━━ DOCUMENT EXTRACT ━━

Question

What is the maximum vertical distance between the line y = x + 30 and the parabola y = x2 for −5 ≤ x ≤ 6?

Answer 1

vertical distance implies maximize \(|y_1-y_2|\) where \(y_1=x+30\text{ and }y_2=x^2\)

Answer 2

I plug in y1 and y2 to |y1-y2|?

Answer 3

what class are you in? are you taking calculus?

Answer 4

Yes I'm taking calculus

Answer 5

so \(x+30 - x^2\) is the function you want to maximize in the interval \(5 \le x \le 6\), right?

Answer 6

Yes

Answer 7

and \(x+30 \ge x^2\) in the interval \(-5\le x\le 6\) right?

so take the derivative set it equal to 0 and see if that x is in your interval. if it is, then that's the max (you should check to make sure it is a max but it will be).

━━━
━━ DATASET EXTRACT ━━

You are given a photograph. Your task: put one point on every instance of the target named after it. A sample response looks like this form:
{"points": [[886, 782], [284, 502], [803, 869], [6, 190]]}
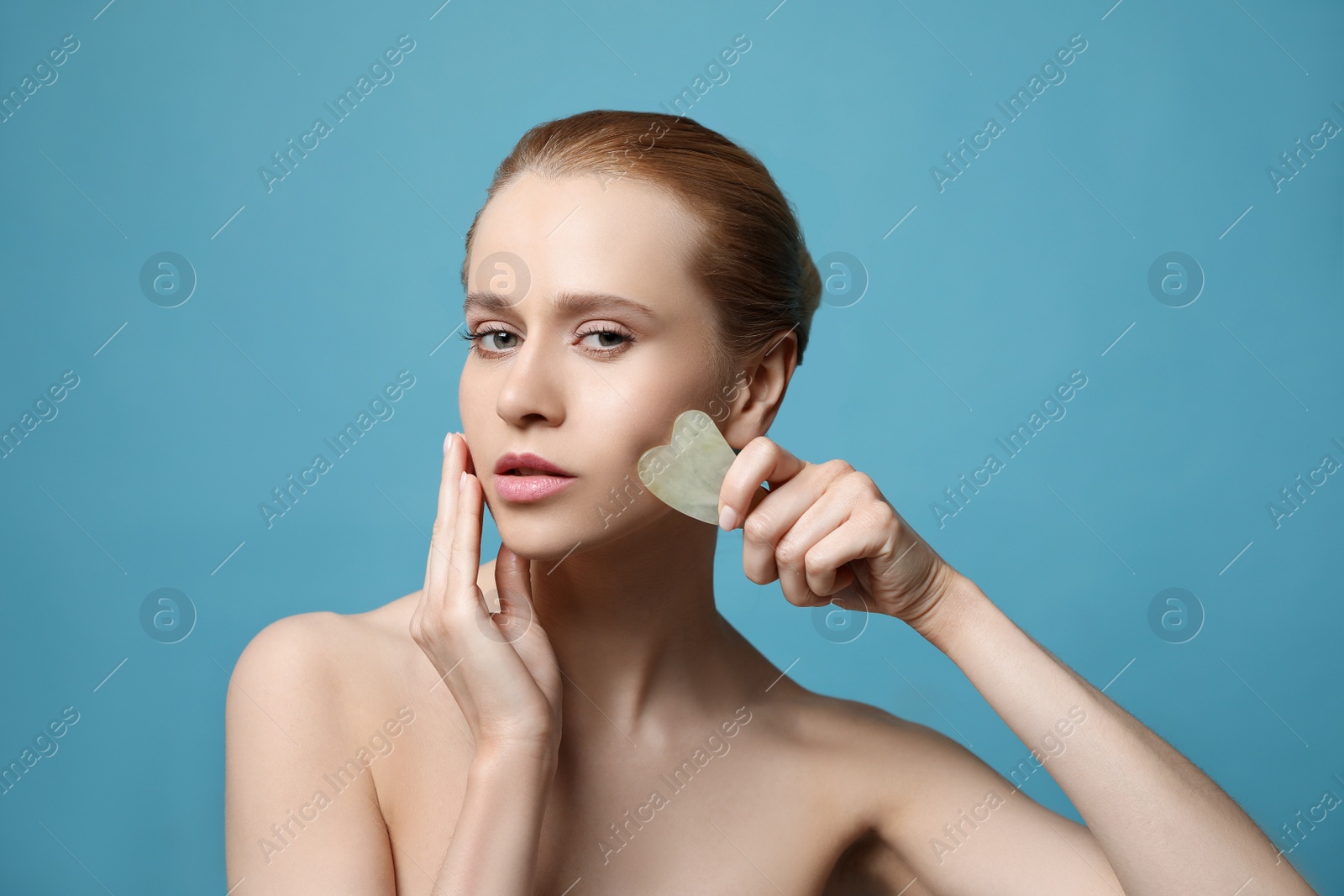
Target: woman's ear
{"points": [[756, 396]]}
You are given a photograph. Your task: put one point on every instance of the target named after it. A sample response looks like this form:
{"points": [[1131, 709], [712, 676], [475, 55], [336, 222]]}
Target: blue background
{"points": [[1030, 265]]}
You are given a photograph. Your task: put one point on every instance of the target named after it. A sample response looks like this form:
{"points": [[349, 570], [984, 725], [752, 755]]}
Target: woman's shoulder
{"points": [[339, 660]]}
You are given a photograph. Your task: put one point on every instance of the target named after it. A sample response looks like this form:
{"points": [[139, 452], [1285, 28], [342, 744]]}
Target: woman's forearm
{"points": [[495, 842], [1160, 821]]}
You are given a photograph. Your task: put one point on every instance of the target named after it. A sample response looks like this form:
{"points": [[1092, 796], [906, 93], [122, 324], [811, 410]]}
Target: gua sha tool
{"points": [[687, 472]]}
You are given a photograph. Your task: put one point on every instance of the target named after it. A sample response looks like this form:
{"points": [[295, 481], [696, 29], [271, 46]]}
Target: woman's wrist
{"points": [[517, 757], [952, 616]]}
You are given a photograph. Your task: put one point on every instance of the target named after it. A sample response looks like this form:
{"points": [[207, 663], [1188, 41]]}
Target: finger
{"points": [[759, 461], [441, 537], [801, 582], [826, 563], [779, 513], [514, 580], [464, 558]]}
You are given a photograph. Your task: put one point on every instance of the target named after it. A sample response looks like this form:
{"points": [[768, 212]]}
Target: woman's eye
{"points": [[496, 335], [606, 338]]}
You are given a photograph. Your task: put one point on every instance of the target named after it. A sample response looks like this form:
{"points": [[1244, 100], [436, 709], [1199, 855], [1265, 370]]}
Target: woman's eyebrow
{"points": [[564, 302]]}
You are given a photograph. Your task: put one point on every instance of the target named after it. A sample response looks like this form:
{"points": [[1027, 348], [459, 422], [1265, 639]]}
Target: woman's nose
{"points": [[534, 385]]}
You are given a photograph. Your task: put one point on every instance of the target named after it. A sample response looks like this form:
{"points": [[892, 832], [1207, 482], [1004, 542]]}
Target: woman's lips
{"points": [[512, 486]]}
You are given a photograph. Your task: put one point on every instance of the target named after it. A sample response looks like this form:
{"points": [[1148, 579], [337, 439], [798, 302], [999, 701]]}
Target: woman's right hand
{"points": [[501, 668]]}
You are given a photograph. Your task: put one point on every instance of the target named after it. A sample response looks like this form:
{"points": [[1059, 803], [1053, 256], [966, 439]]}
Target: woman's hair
{"points": [[750, 257]]}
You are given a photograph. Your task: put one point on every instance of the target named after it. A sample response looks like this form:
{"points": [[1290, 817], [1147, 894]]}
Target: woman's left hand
{"points": [[830, 537]]}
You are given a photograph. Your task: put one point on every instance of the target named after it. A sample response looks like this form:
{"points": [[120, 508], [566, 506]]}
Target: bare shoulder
{"points": [[895, 768], [333, 661]]}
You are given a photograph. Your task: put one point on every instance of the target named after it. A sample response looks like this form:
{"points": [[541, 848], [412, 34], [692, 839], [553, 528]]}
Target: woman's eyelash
{"points": [[472, 336]]}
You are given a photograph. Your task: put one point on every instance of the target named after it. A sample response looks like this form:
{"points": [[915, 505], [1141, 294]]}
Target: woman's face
{"points": [[588, 385]]}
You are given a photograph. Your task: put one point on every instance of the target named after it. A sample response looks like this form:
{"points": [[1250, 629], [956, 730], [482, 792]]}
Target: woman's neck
{"points": [[638, 634]]}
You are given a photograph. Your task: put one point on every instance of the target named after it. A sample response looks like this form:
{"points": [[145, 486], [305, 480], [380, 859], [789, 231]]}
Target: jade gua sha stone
{"points": [[687, 472]]}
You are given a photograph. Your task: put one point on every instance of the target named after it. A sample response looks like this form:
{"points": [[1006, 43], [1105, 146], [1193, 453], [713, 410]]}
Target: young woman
{"points": [[606, 731]]}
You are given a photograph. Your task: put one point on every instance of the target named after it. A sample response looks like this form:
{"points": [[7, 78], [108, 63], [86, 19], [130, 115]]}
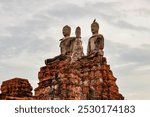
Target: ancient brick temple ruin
{"points": [[70, 75]]}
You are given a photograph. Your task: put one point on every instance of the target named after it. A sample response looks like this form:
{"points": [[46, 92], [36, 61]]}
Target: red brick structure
{"points": [[85, 79], [16, 89]]}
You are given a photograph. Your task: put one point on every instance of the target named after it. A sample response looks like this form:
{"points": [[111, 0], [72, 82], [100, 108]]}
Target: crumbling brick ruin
{"points": [[70, 75]]}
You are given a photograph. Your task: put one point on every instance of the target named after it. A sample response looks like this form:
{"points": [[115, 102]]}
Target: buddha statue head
{"points": [[66, 31], [94, 27], [78, 32]]}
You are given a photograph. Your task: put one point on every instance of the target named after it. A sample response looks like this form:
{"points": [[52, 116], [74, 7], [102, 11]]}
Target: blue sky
{"points": [[30, 31]]}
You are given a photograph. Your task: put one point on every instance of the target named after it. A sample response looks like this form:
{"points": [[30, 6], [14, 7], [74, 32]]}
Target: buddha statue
{"points": [[96, 41]]}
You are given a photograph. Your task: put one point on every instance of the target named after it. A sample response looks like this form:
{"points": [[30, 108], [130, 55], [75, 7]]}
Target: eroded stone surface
{"points": [[16, 87], [86, 79]]}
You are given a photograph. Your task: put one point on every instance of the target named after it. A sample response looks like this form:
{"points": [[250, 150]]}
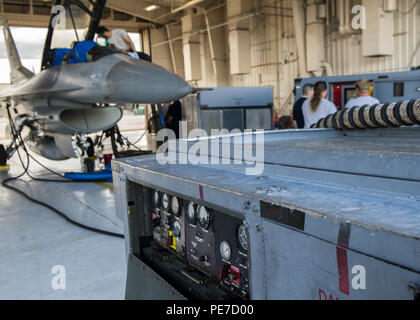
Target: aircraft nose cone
{"points": [[138, 81]]}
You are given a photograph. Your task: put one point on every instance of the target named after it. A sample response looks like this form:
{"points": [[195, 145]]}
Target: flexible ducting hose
{"points": [[396, 114]]}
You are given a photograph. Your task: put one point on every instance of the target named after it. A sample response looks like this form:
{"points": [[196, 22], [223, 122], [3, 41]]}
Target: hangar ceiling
{"points": [[132, 15]]}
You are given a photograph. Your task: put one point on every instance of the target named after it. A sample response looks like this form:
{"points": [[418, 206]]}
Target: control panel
{"points": [[168, 222], [212, 245]]}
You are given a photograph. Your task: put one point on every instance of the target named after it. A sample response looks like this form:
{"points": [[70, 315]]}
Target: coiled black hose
{"points": [[396, 114]]}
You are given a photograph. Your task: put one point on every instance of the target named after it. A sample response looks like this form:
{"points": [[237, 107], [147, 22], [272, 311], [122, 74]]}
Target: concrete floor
{"points": [[33, 239]]}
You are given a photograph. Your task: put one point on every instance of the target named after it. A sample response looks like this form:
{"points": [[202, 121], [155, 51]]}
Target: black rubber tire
{"points": [[3, 156]]}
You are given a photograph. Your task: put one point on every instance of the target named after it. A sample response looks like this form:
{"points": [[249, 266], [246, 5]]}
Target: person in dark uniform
{"points": [[308, 93], [174, 116]]}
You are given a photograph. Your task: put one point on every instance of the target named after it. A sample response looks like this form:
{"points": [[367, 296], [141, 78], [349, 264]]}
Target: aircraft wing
{"points": [[43, 84]]}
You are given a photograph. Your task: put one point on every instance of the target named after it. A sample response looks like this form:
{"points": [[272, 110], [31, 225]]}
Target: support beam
{"points": [[186, 6], [171, 48], [136, 8]]}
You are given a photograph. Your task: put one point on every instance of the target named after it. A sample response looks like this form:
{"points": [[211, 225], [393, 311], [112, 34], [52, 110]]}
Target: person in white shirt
{"points": [[363, 96], [120, 39], [318, 107]]}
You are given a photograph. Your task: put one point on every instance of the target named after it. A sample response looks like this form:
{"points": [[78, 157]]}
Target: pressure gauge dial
{"points": [[177, 229], [225, 250], [165, 202], [192, 213], [243, 237], [175, 205], [203, 217], [156, 198]]}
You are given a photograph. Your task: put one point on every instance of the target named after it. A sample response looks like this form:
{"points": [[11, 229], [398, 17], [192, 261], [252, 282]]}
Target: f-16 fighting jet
{"points": [[81, 86]]}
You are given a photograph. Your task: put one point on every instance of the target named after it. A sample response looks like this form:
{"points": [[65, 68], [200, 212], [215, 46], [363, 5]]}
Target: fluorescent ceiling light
{"points": [[151, 7]]}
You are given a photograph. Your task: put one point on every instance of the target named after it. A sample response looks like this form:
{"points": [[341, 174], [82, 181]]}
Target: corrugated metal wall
{"points": [[274, 53], [345, 53]]}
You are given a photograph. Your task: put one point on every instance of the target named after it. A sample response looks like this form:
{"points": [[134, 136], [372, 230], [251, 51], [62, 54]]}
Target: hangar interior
{"points": [[264, 49]]}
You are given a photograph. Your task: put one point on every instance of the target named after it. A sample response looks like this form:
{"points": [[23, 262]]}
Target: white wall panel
{"points": [[344, 53]]}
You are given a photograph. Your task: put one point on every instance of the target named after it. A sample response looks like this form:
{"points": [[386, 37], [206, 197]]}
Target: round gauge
{"points": [[165, 202], [243, 237], [156, 198], [177, 229], [192, 215], [175, 205], [225, 250], [203, 217]]}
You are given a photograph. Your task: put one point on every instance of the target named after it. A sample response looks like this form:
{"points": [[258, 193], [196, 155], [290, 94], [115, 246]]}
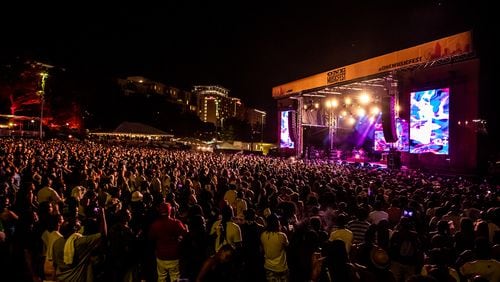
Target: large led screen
{"points": [[430, 121], [285, 140], [402, 131]]}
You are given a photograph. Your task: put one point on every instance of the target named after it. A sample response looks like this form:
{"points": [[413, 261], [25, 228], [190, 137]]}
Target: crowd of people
{"points": [[86, 211]]}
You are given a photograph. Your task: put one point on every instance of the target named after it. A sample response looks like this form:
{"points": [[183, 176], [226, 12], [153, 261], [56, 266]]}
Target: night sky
{"points": [[245, 46]]}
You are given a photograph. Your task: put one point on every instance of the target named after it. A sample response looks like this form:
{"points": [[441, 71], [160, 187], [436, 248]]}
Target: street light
{"points": [[44, 76]]}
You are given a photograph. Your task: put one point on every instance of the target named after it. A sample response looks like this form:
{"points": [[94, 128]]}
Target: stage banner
{"points": [[442, 48]]}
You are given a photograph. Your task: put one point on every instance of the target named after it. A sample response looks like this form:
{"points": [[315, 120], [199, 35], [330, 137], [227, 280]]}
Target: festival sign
{"points": [[438, 49]]}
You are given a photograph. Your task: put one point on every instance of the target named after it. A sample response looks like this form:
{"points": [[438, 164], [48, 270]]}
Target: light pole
{"points": [[44, 76], [262, 127]]}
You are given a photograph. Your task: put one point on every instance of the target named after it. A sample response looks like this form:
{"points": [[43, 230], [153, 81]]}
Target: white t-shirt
{"points": [[233, 234], [274, 244]]}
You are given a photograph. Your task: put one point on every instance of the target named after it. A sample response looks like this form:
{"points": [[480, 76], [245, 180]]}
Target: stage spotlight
{"points": [[361, 112], [334, 103], [364, 98], [375, 110]]}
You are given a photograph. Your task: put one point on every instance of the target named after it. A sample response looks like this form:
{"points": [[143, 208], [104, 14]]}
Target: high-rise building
{"points": [[215, 105], [138, 85]]}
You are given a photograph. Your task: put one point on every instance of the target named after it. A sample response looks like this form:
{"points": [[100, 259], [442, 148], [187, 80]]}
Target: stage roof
{"points": [[427, 53]]}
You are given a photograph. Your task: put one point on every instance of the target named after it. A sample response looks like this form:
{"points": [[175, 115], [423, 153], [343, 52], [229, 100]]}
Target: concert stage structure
{"points": [[419, 104]]}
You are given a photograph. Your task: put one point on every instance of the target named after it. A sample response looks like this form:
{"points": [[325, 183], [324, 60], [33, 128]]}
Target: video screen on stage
{"points": [[430, 121], [402, 144], [285, 140]]}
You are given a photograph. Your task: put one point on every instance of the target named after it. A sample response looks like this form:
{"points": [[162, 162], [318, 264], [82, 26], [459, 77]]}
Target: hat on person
{"points": [[165, 208], [379, 258], [136, 196]]}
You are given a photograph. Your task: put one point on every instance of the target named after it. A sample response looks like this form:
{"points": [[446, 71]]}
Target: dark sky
{"points": [[246, 46]]}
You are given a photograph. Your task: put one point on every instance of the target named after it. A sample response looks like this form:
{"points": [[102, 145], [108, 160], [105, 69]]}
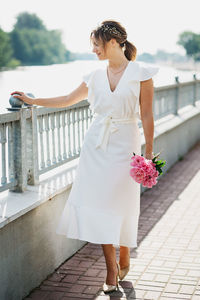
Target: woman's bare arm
{"points": [[146, 108], [77, 95]]}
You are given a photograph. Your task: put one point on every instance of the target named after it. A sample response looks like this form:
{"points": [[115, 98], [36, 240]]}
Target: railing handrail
{"points": [[32, 134]]}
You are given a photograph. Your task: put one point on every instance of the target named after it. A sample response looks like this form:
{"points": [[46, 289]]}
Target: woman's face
{"points": [[98, 48]]}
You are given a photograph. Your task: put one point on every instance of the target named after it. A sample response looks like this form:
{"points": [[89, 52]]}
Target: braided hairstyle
{"points": [[109, 29]]}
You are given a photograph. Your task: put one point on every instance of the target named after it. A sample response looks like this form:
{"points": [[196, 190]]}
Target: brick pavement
{"points": [[166, 263]]}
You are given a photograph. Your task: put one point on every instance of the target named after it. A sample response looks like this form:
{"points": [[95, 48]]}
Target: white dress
{"points": [[104, 203]]}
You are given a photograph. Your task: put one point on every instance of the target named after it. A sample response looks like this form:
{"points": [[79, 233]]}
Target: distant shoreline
{"points": [[183, 66]]}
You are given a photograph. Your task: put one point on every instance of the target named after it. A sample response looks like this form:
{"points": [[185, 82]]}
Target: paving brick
{"points": [[70, 278], [171, 288], [152, 295], [39, 295]]}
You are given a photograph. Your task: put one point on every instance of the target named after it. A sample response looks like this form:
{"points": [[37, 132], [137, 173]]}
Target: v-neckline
{"points": [[106, 69]]}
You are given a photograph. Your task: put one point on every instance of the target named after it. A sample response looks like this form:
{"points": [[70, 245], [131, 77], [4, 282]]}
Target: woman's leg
{"points": [[111, 265], [124, 258]]}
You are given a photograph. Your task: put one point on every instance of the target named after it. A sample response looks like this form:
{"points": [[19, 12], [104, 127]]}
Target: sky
{"points": [[150, 25]]}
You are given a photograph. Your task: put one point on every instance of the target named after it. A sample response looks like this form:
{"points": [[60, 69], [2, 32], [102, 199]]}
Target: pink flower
{"points": [[143, 171], [137, 174]]}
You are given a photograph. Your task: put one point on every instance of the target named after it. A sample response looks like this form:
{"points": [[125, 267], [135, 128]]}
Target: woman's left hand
{"points": [[149, 155]]}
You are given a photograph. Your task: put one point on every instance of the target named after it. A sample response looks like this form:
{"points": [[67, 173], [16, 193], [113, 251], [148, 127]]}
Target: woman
{"points": [[104, 203]]}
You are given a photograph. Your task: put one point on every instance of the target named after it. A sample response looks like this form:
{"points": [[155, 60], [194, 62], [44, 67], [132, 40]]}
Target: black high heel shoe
{"points": [[107, 288]]}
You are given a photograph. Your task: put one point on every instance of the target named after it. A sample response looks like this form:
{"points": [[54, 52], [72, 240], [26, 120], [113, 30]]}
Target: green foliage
{"points": [[29, 21], [38, 47], [191, 43], [5, 49]]}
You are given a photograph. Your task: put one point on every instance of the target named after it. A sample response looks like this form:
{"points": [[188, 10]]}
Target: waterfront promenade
{"points": [[166, 263]]}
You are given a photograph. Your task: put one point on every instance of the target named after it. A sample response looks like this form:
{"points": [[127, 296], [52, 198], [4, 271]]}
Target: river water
{"points": [[60, 79]]}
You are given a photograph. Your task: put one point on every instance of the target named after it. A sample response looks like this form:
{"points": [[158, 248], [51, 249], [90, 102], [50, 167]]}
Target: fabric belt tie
{"points": [[109, 127]]}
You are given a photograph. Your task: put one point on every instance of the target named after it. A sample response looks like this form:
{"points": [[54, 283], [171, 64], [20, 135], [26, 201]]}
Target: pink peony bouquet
{"points": [[146, 171]]}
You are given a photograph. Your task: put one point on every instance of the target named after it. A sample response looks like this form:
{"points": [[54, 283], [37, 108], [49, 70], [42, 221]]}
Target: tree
{"points": [[5, 48], [191, 43], [33, 44], [29, 21]]}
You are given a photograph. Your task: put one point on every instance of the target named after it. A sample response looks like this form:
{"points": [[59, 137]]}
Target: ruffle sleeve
{"points": [[147, 71], [89, 80]]}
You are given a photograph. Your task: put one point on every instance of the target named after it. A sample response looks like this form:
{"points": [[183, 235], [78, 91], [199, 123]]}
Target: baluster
{"points": [[79, 130], [69, 133], [40, 122], [83, 123], [10, 152], [194, 90], [52, 117], [58, 132], [74, 130], [3, 149], [46, 122], [64, 135], [86, 111], [176, 96]]}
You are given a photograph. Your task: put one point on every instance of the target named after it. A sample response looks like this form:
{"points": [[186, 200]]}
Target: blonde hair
{"points": [[118, 32]]}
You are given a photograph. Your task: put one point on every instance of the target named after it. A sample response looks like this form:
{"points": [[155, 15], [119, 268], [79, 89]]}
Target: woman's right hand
{"points": [[23, 97]]}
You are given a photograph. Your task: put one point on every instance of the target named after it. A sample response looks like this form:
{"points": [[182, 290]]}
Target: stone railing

━━━

● EXERCISE REQUIREMENTS:
A – In the thread about the line and the parabola, what steps does the final reply give for finding the maximum?
B – For each statement, say whether it agrees with the thread about the line and the parabola. Support each answer with the deciding words of the thread, quoted.
(i) The person asking is taking calculus.
(ii) The line in the question is y = 2x + 30.
(iii) The final reply says the critical point should be checked to make sure it is a maximum.
C – Write a continuation of the thread about the line and the parabola, starting after its last reply.
The records have nothing to do with the text.

● OUTPUTS FOR THE TASKS:
A – Take the derivative, set it equal to 0, and see if that x is in the interval.

B –
(i) Yes: "Yes I'm taking calculus"
(ii) No: "the line y = x + 30"
(iii) Yes: "you should check to make sure it is a max"

C –
Answer 8

once you know the value of x, plug it into the distance function \(\left(-x^2+x+30\right)\) and then you'll have the max distance.

Answer 9

I found my inverse which is: -2x+1 right? And I equal it to zero and I got x=1/2
Then I plugged it in the formula and I got 30.75?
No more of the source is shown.